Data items
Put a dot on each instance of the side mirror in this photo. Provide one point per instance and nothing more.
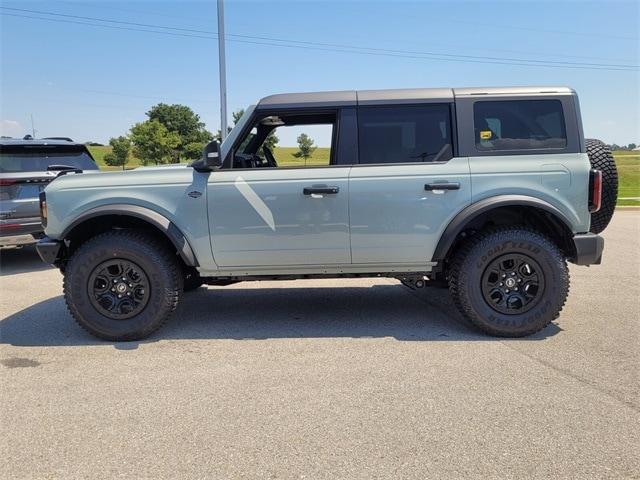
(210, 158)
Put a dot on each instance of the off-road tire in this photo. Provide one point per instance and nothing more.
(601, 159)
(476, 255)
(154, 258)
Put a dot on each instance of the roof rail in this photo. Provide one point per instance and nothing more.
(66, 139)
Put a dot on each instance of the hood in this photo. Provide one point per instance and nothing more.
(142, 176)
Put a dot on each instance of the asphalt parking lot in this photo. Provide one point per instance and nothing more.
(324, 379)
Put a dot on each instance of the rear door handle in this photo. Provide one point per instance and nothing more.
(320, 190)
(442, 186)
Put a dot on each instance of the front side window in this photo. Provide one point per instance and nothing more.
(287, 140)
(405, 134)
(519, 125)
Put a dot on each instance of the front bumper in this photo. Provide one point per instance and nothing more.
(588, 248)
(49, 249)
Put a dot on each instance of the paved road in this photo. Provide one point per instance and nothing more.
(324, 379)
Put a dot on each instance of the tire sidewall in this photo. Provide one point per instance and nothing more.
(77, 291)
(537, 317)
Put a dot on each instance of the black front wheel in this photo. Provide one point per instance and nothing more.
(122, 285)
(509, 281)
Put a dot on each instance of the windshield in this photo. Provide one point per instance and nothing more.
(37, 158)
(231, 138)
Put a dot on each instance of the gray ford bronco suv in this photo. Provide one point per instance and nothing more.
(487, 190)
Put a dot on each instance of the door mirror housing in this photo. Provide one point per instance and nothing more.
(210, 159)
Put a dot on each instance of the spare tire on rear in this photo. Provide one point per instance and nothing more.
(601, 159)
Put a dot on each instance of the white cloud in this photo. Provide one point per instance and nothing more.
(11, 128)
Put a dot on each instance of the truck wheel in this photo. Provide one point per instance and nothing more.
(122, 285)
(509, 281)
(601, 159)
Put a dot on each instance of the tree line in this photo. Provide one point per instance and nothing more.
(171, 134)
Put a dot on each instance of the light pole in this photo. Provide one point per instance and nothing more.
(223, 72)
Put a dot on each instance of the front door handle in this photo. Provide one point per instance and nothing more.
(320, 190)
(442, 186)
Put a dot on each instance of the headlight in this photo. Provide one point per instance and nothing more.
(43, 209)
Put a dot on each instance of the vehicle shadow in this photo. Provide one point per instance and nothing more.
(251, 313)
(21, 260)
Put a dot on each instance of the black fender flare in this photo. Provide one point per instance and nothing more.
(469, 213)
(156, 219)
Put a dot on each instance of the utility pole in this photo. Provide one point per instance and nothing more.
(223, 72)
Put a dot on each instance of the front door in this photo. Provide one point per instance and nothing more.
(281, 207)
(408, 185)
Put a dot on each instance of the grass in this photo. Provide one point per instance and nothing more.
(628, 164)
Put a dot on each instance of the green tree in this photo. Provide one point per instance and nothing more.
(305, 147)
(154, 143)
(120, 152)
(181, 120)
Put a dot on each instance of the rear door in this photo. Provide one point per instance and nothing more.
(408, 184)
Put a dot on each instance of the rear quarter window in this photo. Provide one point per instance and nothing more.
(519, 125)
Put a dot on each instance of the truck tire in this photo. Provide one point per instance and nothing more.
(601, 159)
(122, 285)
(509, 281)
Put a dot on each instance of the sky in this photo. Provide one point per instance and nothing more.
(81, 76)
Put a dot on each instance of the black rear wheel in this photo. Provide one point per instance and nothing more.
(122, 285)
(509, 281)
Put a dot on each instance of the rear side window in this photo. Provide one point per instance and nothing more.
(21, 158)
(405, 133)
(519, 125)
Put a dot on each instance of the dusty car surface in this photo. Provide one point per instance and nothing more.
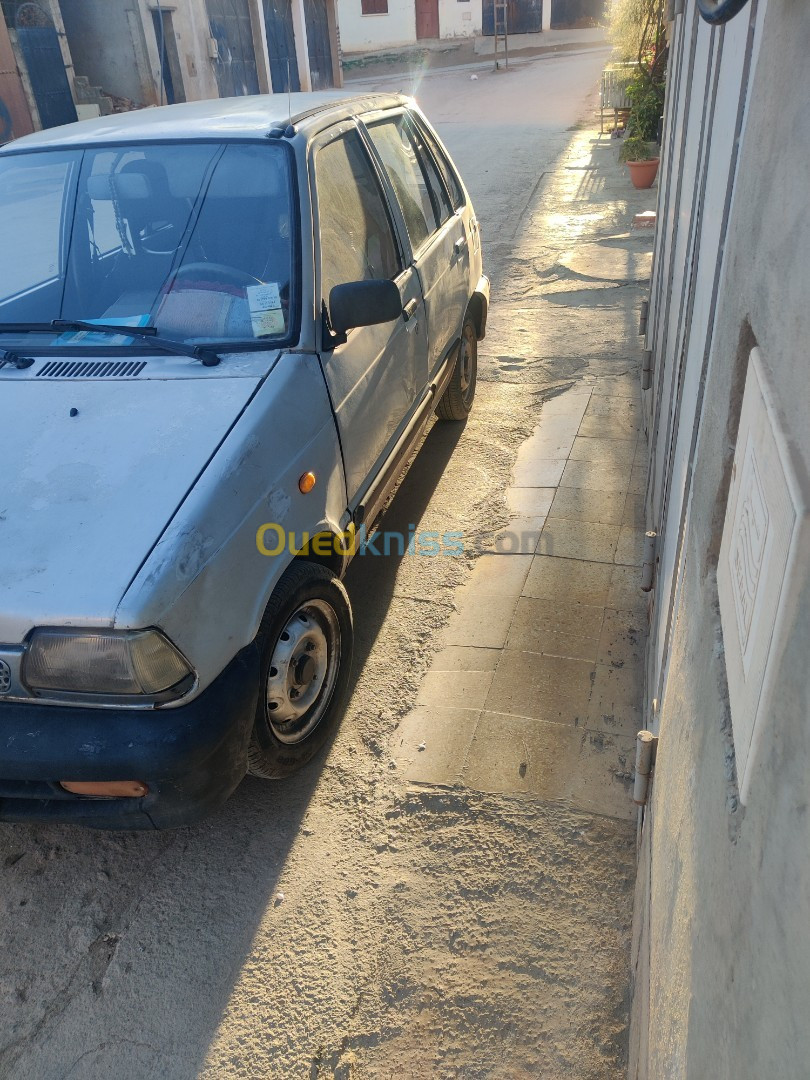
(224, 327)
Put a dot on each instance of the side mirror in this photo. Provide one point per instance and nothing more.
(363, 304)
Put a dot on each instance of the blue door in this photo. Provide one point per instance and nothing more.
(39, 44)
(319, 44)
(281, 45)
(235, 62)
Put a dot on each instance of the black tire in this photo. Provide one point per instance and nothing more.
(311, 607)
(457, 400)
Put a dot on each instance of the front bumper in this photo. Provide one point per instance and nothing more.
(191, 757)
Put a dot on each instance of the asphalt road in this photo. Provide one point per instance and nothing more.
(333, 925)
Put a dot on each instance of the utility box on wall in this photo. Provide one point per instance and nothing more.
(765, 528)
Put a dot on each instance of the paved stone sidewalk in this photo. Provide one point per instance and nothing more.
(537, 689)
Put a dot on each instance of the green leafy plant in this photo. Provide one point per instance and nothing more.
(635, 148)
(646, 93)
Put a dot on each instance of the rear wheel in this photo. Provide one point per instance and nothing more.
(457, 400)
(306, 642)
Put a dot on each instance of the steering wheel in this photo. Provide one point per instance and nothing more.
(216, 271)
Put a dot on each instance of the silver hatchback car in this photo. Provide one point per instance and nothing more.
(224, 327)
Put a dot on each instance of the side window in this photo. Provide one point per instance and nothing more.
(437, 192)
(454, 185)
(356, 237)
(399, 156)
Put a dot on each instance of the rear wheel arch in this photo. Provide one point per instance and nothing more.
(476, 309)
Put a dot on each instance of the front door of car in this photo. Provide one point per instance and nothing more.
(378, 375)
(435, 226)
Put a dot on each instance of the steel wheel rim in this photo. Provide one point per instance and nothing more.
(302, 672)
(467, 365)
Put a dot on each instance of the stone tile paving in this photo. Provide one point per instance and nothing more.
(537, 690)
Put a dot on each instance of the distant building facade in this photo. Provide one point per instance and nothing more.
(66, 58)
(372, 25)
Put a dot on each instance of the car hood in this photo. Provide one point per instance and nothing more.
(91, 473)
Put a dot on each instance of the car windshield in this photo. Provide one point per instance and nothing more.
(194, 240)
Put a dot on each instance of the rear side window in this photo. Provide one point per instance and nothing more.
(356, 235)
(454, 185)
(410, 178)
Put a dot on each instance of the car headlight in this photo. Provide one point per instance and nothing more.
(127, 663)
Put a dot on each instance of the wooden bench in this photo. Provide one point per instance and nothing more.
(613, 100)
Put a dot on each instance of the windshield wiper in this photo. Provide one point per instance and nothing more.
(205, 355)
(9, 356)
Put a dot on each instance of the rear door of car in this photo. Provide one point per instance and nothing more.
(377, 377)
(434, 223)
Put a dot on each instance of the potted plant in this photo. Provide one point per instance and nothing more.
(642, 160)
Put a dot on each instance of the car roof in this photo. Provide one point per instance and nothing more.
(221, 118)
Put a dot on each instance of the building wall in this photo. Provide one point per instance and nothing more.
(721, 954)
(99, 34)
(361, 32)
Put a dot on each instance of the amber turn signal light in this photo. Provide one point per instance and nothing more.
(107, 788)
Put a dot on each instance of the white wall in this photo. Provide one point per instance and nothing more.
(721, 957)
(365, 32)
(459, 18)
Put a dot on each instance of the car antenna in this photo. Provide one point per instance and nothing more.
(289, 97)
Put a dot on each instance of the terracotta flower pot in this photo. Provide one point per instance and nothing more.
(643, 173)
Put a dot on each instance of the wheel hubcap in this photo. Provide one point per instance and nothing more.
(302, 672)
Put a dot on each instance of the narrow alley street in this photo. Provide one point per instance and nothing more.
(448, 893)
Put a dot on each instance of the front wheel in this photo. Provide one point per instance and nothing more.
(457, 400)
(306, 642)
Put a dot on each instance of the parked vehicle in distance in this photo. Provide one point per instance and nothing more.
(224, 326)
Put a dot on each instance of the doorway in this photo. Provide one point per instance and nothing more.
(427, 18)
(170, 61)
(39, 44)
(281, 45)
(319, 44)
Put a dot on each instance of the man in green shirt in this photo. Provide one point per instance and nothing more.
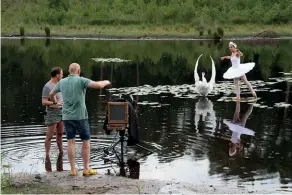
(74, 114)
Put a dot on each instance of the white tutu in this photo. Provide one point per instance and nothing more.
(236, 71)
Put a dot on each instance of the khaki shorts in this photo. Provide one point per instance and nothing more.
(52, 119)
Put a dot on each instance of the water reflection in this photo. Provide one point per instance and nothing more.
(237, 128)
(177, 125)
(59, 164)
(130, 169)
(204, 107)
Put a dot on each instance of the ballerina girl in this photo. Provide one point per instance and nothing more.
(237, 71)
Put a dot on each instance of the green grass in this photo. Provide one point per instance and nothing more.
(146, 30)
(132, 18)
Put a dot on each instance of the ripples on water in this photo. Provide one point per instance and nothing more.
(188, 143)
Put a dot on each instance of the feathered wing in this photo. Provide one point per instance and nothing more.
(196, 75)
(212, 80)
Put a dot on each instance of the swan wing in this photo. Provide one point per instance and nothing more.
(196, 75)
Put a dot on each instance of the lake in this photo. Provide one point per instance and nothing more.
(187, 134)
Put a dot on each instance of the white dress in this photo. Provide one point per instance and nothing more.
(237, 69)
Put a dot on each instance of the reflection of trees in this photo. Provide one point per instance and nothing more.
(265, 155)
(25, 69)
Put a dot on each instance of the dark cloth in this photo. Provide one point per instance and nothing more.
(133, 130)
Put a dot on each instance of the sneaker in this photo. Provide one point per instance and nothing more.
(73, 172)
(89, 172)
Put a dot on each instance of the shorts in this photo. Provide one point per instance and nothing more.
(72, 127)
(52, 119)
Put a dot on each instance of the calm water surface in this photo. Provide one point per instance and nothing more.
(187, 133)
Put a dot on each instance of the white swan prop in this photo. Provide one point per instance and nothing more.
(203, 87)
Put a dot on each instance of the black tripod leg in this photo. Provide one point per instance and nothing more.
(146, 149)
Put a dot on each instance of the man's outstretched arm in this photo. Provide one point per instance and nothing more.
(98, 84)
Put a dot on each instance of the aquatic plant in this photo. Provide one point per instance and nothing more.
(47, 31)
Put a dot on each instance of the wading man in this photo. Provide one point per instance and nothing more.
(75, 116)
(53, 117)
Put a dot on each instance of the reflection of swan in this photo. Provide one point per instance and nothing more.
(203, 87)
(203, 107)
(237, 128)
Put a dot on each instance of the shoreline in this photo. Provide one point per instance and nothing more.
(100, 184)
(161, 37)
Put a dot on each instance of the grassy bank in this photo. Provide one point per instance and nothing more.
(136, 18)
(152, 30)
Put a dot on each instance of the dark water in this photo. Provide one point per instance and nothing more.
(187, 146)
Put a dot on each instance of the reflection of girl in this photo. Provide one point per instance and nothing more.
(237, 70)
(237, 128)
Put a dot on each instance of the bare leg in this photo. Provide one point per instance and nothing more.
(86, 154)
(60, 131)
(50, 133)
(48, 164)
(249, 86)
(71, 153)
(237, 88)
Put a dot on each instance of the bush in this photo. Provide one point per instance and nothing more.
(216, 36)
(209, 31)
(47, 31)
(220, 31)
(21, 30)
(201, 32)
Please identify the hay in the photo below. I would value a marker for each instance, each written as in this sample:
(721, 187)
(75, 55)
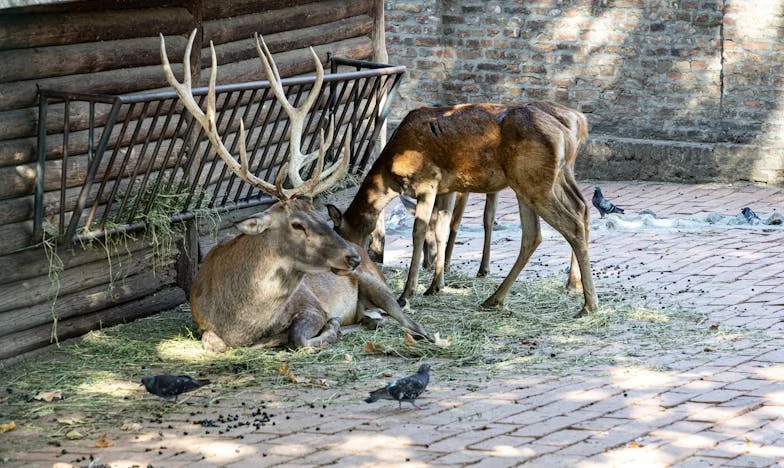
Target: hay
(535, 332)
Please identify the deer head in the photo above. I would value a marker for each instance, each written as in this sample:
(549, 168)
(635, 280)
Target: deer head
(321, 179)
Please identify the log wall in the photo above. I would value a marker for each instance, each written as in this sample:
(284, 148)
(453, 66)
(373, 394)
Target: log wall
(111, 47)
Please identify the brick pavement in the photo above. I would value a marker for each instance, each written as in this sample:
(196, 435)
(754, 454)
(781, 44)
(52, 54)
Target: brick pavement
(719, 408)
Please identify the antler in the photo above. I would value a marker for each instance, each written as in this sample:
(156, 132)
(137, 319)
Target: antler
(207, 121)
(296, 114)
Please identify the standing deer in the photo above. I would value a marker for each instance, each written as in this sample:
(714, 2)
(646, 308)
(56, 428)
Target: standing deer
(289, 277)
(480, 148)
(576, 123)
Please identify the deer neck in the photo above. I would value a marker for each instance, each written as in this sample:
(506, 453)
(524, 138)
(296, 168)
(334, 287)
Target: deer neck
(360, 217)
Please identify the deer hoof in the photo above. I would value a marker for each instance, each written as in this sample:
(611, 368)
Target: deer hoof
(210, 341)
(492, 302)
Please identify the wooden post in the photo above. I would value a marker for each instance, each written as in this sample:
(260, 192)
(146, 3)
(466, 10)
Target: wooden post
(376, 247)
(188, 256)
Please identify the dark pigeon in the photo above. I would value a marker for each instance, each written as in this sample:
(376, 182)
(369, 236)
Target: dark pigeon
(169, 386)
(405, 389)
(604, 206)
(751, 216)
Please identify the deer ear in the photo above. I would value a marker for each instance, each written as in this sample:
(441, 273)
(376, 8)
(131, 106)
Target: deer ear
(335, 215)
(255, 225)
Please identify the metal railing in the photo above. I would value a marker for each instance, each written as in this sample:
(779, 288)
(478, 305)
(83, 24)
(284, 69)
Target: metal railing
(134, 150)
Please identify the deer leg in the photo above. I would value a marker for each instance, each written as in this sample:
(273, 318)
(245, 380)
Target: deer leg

#### Problem details
Beginning at the line containing "Please identify the antler", repeat each line exactly through the last line of the entries, and include no other lines.

#### Full answer
Please identify the antler in the photo above. I would value a marker for each instance, each written as in this sample:
(156, 132)
(137, 319)
Target: antler
(207, 121)
(296, 114)
Please identify the standing deer in the photo above. I would value a marker for each instance, each written as in this sample:
(714, 2)
(646, 308)
(56, 428)
Target: standing deer
(289, 277)
(480, 148)
(576, 123)
Please identify the deer neck in the photo above. I would value a marker for each instance, each written as in this sample:
(506, 453)
(524, 138)
(296, 168)
(334, 287)
Target: deer neck
(360, 217)
Please identify the deer hoof in the photo above. I would value a marker for each instance, each written as in this sample:
(611, 368)
Target: deer hoof
(210, 341)
(492, 302)
Please identify the wooden post in the photo above. I would value a marker for each instance, each written as in this sample:
(260, 192)
(146, 3)
(466, 10)
Target: wooden post
(376, 247)
(188, 256)
Please identify the dark pigeon in the photo above. I would value a marker for each instance, each written as in this sample:
(376, 182)
(369, 236)
Target: dark pigeon
(169, 386)
(405, 389)
(604, 206)
(751, 216)
Please identify the deer ear in the photo above. I would value a marker for each instance, each written as in this sample:
(441, 273)
(376, 8)
(131, 106)
Target: deer ear
(335, 215)
(255, 225)
Please identify the metal railing in the photo above. I would value a marker for each instance, each written as in this sample:
(779, 288)
(478, 305)
(83, 24)
(284, 69)
Target: metal railing
(134, 150)
Please identify the deer leg in the photo above. I would value a marker for each instance, each written as in this sample:
(273, 318)
(245, 380)
Target: deer leg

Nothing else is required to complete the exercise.